To do: Return every one of the records below word for word, keeping each line unchanged and in its original order.

Record excerpts:
· · · · · · ·

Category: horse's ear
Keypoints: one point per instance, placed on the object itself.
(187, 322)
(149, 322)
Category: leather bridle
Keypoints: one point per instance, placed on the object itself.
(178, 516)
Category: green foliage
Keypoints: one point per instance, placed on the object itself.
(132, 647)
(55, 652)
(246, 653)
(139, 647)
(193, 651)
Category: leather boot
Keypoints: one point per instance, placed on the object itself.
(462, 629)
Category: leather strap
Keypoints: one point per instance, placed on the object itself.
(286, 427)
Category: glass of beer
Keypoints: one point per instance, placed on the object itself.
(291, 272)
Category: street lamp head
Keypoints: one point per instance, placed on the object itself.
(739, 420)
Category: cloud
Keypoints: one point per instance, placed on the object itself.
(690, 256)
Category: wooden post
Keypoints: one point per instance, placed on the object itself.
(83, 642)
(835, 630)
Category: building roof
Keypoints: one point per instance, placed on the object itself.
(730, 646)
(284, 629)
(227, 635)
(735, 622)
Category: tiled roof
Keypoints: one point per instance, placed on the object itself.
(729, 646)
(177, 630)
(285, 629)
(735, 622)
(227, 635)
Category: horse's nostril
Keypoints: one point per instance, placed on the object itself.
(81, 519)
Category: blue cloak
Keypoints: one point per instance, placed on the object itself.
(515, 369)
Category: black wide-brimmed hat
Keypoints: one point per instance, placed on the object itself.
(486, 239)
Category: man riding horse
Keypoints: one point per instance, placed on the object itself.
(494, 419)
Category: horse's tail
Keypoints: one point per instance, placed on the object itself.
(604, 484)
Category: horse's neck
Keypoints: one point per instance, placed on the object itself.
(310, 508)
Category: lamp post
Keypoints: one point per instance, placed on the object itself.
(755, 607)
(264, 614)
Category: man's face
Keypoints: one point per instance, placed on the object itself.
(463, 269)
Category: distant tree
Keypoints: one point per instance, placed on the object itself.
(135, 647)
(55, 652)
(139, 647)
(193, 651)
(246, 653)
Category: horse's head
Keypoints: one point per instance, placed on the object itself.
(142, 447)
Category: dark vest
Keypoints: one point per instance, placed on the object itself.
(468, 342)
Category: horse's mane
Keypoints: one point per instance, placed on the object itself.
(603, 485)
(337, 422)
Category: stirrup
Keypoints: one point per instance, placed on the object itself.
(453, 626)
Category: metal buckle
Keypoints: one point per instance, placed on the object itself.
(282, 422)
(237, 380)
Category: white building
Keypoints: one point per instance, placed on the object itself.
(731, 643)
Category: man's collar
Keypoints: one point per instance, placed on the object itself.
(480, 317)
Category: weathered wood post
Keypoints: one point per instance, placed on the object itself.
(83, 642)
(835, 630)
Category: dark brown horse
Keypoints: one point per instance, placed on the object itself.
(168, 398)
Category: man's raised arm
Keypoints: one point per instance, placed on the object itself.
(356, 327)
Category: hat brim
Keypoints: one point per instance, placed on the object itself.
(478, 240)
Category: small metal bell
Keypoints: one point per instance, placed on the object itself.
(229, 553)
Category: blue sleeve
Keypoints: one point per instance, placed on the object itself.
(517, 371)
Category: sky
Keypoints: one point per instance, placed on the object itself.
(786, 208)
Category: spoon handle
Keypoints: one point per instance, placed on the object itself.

· · · · · · ·

Solved problem:
Category: horse's ear
Keypoints: one point per instance, placed on the object itself.
(187, 322)
(149, 322)
Category: leather bridle
Keypoints: one point per instance, placed on the object itself.
(178, 516)
Category: green foliage
Keypoints: one point per instance, placed on the object itself.
(132, 647)
(55, 652)
(246, 653)
(139, 647)
(193, 651)
Category: leather boot
Keypoints: one point per instance, placed on the object itself.
(462, 629)
Category: leather strap
Keypoints: one point per instance, placed on the object itself.
(286, 427)
Category: glass of beer
Keypoints: one point per instance, placed on the object itself.
(291, 272)
Category: street lamp head
Keypoints: one point per instance, placed on the object itself.
(739, 420)
Category: cloud
Keypoints: one point per instance, placed on the object itself.
(690, 256)
Category: wooden post
Keypoints: one point per instance, placed on the object itself.
(83, 642)
(835, 630)
Category: building roof
Keypoints: one point per instance, placed on the object itself.
(730, 646)
(284, 629)
(227, 635)
(735, 622)
Category: tiled roof
Keypoints: one point per instance, placed on the object itself.
(729, 646)
(177, 630)
(285, 629)
(735, 622)
(227, 635)
Category: horse's nostril
Keypoints: one point per instance, placed on the object itself.
(81, 519)
Category: blue cloak
Keypoints: one point per instance, placed on the object itself.
(515, 369)
Category: black wide-brimmed hat
Keypoints: one point per instance, placed on the object itself.
(486, 239)
Category: man riding horse
Keypoints: one point per instance, placed on the object itself.
(494, 419)
Category: horse's tail
Keypoints: one point per instance, placed on the object itself.
(604, 484)
Category: horse's neck
Keypoints: one point per instance, placed on the object itself.
(310, 508)
Category: lamp post
Keypoints: one point per instance, placed on the object itself.
(755, 607)
(264, 614)
Category: man's face
Keypoints: one point per instance, placed on the object itself.
(463, 269)
Category: distant tree
Keypoints: one point per instance, placed on the object itself.
(135, 647)
(55, 652)
(139, 647)
(193, 651)
(246, 653)
Category: horse's head
Keypoints: one point per instance, placed on the object itself.
(142, 447)
Category: dark vest
Keypoints: one point per instance, placed on the object itself.
(468, 342)
Category: horse's mane
Keypoints: one point per instance, placed on the object itself.
(603, 485)
(337, 422)
Category: stirrup
Keypoints: one point per instance, placed on the object itself.
(453, 626)
Category: metal buckle
Keypoints: one point per instance, placed on the object itself.
(282, 422)
(237, 380)
Category: white building
Keypoints: one point per instance, placed on the object itself.
(731, 643)
Category: man's collar
Keypoints: one point per instance, placed on the object itself.
(480, 317)
Category: weathered wood post
Keypoints: one point per instance, placed on the object itself.
(83, 642)
(835, 630)
Category: dark brown horse
Keypoints: one point per instance, placed on the object itself.
(168, 398)
Category: man's raised arm
Keypoints: one point per instance, placed on the object itself.
(356, 327)
Category: hat brim
Keypoints: one point per instance, placed on the object itself.
(478, 240)
Category: small metal bell
Keypoints: one point per instance, placed on the object itself.
(229, 553)
Category: blue sleeve
Keypoints: one point per instance, placed on the object itself.
(517, 371)
Category: sky
Keypoints: one point per instance, placed on the object itself.
(786, 208)
Category: spoon handle
Keypoints: one point per instance, placed on the object itself.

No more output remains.